-- EXERCISE MATERIALS start --
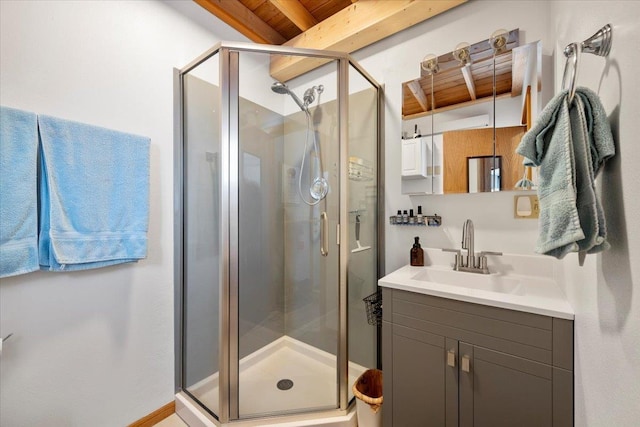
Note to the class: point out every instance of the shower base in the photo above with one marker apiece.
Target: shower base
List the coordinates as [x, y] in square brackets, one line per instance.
[311, 371]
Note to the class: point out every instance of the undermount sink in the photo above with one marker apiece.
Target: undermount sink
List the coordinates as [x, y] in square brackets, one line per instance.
[485, 282]
[517, 282]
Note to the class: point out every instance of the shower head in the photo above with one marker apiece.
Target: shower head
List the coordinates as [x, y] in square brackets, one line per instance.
[310, 94]
[282, 89]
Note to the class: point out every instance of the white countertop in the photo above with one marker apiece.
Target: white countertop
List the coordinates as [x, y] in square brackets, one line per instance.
[534, 290]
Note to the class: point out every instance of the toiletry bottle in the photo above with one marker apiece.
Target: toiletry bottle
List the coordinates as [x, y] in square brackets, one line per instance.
[417, 254]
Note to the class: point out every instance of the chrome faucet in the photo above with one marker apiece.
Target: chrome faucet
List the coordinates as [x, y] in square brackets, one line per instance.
[467, 243]
[469, 263]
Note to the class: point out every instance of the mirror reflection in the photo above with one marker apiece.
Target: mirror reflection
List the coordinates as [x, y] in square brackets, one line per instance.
[484, 174]
[475, 105]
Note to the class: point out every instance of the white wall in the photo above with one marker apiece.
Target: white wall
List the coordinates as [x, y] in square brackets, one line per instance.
[95, 348]
[396, 60]
[607, 335]
[607, 325]
[104, 340]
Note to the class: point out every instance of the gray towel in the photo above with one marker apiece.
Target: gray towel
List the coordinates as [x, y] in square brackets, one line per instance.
[570, 145]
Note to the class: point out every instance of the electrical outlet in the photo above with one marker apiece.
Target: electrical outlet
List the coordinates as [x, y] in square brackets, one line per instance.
[526, 207]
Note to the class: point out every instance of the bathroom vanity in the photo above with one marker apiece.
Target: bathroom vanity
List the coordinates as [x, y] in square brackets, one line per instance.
[467, 349]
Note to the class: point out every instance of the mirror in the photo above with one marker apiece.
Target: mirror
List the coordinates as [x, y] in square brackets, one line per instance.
[467, 122]
[483, 174]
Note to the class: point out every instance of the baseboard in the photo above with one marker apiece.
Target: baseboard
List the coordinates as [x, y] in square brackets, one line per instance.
[156, 416]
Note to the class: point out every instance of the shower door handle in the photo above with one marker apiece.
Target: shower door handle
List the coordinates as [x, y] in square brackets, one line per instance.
[324, 234]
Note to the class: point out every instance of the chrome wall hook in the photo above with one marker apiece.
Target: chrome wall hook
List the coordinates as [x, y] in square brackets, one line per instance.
[599, 43]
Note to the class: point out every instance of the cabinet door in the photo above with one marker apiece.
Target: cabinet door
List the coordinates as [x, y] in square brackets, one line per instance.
[497, 389]
[422, 379]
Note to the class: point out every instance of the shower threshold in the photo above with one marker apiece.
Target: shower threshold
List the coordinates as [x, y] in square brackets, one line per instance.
[284, 376]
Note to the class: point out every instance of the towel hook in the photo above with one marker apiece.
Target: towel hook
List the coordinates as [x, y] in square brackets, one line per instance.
[572, 51]
[598, 44]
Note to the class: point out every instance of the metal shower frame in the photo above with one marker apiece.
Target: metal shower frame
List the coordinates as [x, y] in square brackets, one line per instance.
[229, 227]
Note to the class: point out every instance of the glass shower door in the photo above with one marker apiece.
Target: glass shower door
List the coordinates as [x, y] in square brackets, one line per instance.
[288, 257]
[201, 238]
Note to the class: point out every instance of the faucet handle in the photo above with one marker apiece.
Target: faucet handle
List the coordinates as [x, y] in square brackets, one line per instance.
[484, 253]
[458, 258]
[482, 260]
[452, 250]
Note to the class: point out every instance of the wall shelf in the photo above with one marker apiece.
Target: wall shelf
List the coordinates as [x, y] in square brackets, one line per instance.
[429, 220]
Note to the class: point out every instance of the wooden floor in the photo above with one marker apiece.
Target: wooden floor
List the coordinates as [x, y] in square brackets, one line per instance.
[172, 421]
-- EXERCISE MATERIALS end --
• _SHORT TASK_
Pictures in the records should not appear in your copy, but everything else must be transcribed exactly.

• _SOLUTION FOR THIS EXERCISE_
Note to the class: point out every instance of the shower base in the photo above with one marker apiece.
Target: shower base
List the coordinates as [x, y] in square brackets, one line per instance.
[311, 371]
Note to the class: point out every instance of the undermount sink in the photo above with one marker apiece.
Target: undermount sink
List the coordinates as [x, y] in square brackets, one line per instance.
[485, 282]
[517, 282]
Note to the class: point out every instance of the shower head in the photo above with one marker apiece.
Target: shower head
List the coordinates as [x, y] in square brackets, one line per instance.
[310, 94]
[282, 89]
Note to the class: point out every instance of the white countertop in the photo above with one marker apiece.
Target: white countertop
List the coordinates as [x, y] in square brackets, one line per instance.
[534, 290]
Note to the class: point out every instance of the toiletry bottle in the photo above with one marker apiece.
Target: toiletry bottle
List the coordinates as [x, y] in square brackets, one line per instance.
[417, 254]
Note to the class: point out every instance of the chrome faucet in the photo above with one marker apiece.
Target: chrome faucet
List the coordinates as [x, y] in square brackets, one line per instance.
[467, 243]
[469, 263]
Note to the class: point out every instance of the mirror reflection in the photo above with one marker apiece.
Target: mirror reflection
List the coordinates as [x, y] in square brackets, one line per instance.
[484, 174]
[475, 105]
Note to the class: point out every instance of the white wall in the photo above with one marker apiece.
Target: white wall
List the coordinates as [x, y] in square brackets, one line per instance.
[95, 348]
[396, 60]
[607, 335]
[607, 325]
[104, 340]
Note to the class: point out every instance of the gray towel in the photo above with one marker apiece.
Target: gray towel
List the coordinates as [x, y] in square brackets, one line per instance.
[570, 145]
Note to the class: point out every instance of the electrical outlet in the photo above with one marker apiece.
Target: electrical outlet
List the coordinates as [x, y] in square brackets, one line per instance.
[526, 207]
Note to the class: point out every instance of the bathroom vanity in the photo above with one marker apiece.
Target: bathroom vanity
List the coordinates as [x, y] in square brackets, one line per instance.
[467, 349]
Note to the class: point out every instance of the mirror in the photo above with one marker apiece.
Target: mirror
List the coordinates as [x, y] in square brackets, one line per instance.
[467, 122]
[483, 174]
Note to the class: point out every instance of the baseboard in the photo above with one marker apiece.
Target: baseboard
List the coordinates as [x, y] in square brackets, one line per instance.
[156, 416]
Note to the class: point out every instance of the shower door handle in the photo above with one marker apiece.
Target: shower door handle
List the coordinates as [x, y] in square brackets, one line per instance.
[324, 234]
Note to the class: point out every instance of the chrome wall hook in the photo above with one marker apiece.
Target: chrome wall hook
List the coordinates as [x, y] in square brackets, one line per instance.
[599, 43]
Note to the class: point out every instance of the cabinet door in the photo above with one marker apiece.
Target: cabinet door
List the coordinates as [x, y] in square brackets, one line per instance.
[497, 389]
[422, 379]
Note to the class: point out every instance of the shower threshold in the photo above with one marker apiece.
Target: shower threshold
List the coordinates as [x, y] in square brackets, one line per instance.
[284, 376]
Note to the class: point out every instance of the towel hook in the photo above with one marker apiece.
Target: towel hook
List the coordinates as [x, y] in square brackets, one line per instance.
[572, 51]
[598, 44]
Note to the class: point out every instance of the metal shower frame in the photo above with one marker apiece.
Target: metal shower frame
List the coordinates as [x, y] in square brackets, one line per instance.
[229, 227]
Note to the class: point out every instance of the glass shower door in the photo above with one marker apiece.
Target: glass shower door
List the coordinates as [x, y] in square brackets, one line per instance.
[288, 257]
[201, 238]
Note to the class: point out every instance of the faucet handle in the photo above with one marker apiece.
Target: faucet handle
List the coordinates as [x, y] in square brackets, one line per instance.
[484, 253]
[458, 258]
[482, 260]
[452, 250]
Note to the class: point out every instance of the wall shelf in the photo above with one marker apiece.
Target: wall shelf
List the coordinates as [x, y] in square brackets, one line per instance.
[429, 220]
Note to the class: point out every instance of the wooden floor in the photo above with one marker apiece.
Target: wooden floor
List the coordinates as [x, y] in square brackets, one line per instance.
[172, 421]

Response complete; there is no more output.